* **Dataset excerpts**:
┌──

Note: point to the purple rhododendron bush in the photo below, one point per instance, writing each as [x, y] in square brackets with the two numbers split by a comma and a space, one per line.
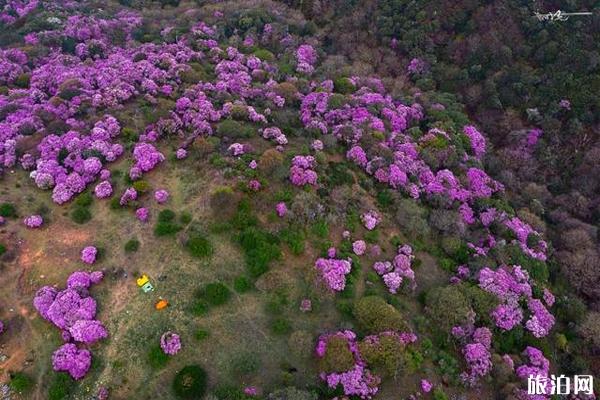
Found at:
[205, 200]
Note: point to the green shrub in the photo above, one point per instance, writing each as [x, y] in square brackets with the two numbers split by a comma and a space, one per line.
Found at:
[157, 359]
[20, 382]
[61, 387]
[141, 186]
[115, 204]
[166, 228]
[165, 225]
[132, 246]
[81, 215]
[85, 199]
[376, 315]
[320, 228]
[438, 394]
[8, 210]
[337, 357]
[244, 364]
[264, 55]
[242, 284]
[281, 326]
[233, 129]
[185, 218]
[260, 248]
[276, 303]
[23, 80]
[385, 355]
[200, 308]
[447, 306]
[224, 202]
[215, 293]
[190, 382]
[385, 198]
[294, 238]
[344, 85]
[199, 246]
[201, 334]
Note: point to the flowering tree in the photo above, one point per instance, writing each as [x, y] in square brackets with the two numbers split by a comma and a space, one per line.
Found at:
[73, 311]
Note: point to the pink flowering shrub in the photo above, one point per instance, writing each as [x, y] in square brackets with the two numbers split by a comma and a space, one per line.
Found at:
[180, 154]
[170, 343]
[142, 214]
[33, 221]
[236, 149]
[129, 195]
[477, 140]
[370, 220]
[254, 185]
[146, 157]
[73, 311]
[161, 196]
[69, 358]
[281, 209]
[357, 381]
[333, 271]
[359, 247]
[88, 254]
[512, 286]
[275, 134]
[306, 57]
[103, 190]
[302, 171]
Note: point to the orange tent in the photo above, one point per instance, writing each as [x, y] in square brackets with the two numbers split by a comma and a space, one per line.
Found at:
[162, 303]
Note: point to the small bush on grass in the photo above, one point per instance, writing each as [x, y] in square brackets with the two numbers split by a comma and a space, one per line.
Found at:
[281, 326]
[376, 315]
[242, 284]
[20, 382]
[81, 215]
[190, 382]
[200, 308]
[185, 218]
[294, 238]
[201, 334]
[166, 225]
[85, 199]
[260, 248]
[61, 387]
[8, 210]
[157, 359]
[132, 246]
[199, 246]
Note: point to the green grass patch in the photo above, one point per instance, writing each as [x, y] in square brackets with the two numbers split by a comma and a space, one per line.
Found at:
[215, 294]
[199, 246]
[157, 359]
[81, 215]
[20, 382]
[242, 284]
[132, 246]
[8, 210]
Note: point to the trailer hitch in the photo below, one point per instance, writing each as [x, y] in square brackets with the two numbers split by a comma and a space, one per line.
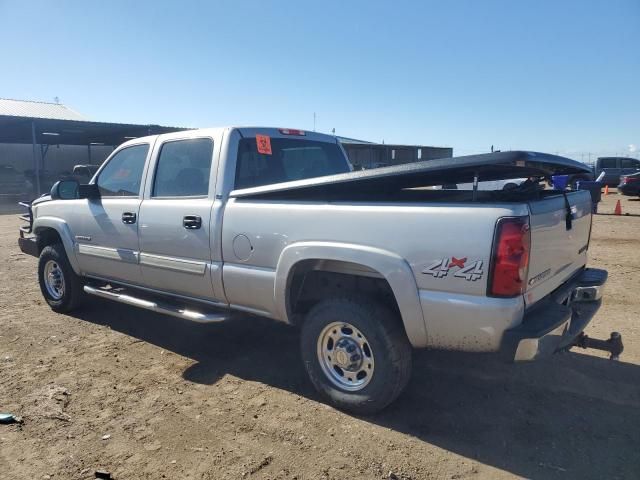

└──

* **What to do**: Update the material above by replacing every "Found at" with "Located at" and keeping everything else the same. Omit the pictures from your answer.

* **Solution to this task**:
Note: point to the purple rhododendron bush in the photo below, one point per instance, writing each as [x, y] in square brackets with the two numbers split by a comma and a space, one per line.
Located at:
[205, 200]
Note: point to the green shrub in the photo above, one point per instance, writing each as [x, y] in square brackets with the two numbers split by a comma and a space, one per line.
Located at:
[157, 359]
[20, 382]
[61, 387]
[141, 186]
[115, 204]
[166, 228]
[165, 225]
[132, 246]
[81, 215]
[85, 199]
[376, 315]
[320, 228]
[438, 394]
[8, 210]
[337, 357]
[244, 364]
[264, 55]
[242, 284]
[281, 326]
[233, 129]
[185, 218]
[260, 248]
[276, 303]
[23, 80]
[385, 355]
[200, 308]
[447, 306]
[224, 202]
[215, 293]
[190, 382]
[385, 198]
[294, 238]
[344, 85]
[199, 246]
[201, 334]
Note: point to the flowering tree in the photo above, one point per instance, writing each as [x, y] in square brackets with the two numbers split by a comma and a space, one per line.
Located at:
[73, 311]
Note: point to the pink flowering shrub in the photo above, one point per instance, writing each as [x, y] in square brackets with the two numbers split by a comma and a space, one per line.
Located at:
[180, 154]
[170, 343]
[142, 214]
[33, 221]
[236, 149]
[129, 195]
[477, 140]
[370, 220]
[254, 185]
[146, 157]
[73, 311]
[161, 196]
[69, 358]
[281, 209]
[357, 381]
[333, 271]
[359, 247]
[88, 254]
[512, 286]
[275, 134]
[306, 57]
[103, 190]
[302, 171]
Note: point to the orange tent in the photo above, one point per instance, writing each as [x, y] in square brackets with the two numbers split by a comma and a space, one per line.
Located at:
[162, 303]
Note: point to the small bush on grass in the photo above, one point per instance, writing each as [x, y] in square brackets with the two numbers split by a comma and a space, one per line.
Located at:
[281, 326]
[376, 315]
[242, 284]
[20, 382]
[81, 215]
[190, 382]
[200, 308]
[185, 218]
[294, 238]
[201, 334]
[166, 225]
[85, 199]
[260, 248]
[61, 387]
[8, 210]
[157, 359]
[132, 246]
[199, 246]
Note: point to the green grass patch in the photo above, one point per instance, writing each as [x, y] in square brackets with the two numbers split by a comma and a space, one per line.
Located at:
[215, 294]
[199, 246]
[157, 359]
[81, 215]
[20, 382]
[242, 284]
[132, 246]
[8, 210]
Note: point to the trailer hitch in the photo below, one point per instance, writing each as [x, y] in square brackets with the two numbers split by a comma and a space, one per line.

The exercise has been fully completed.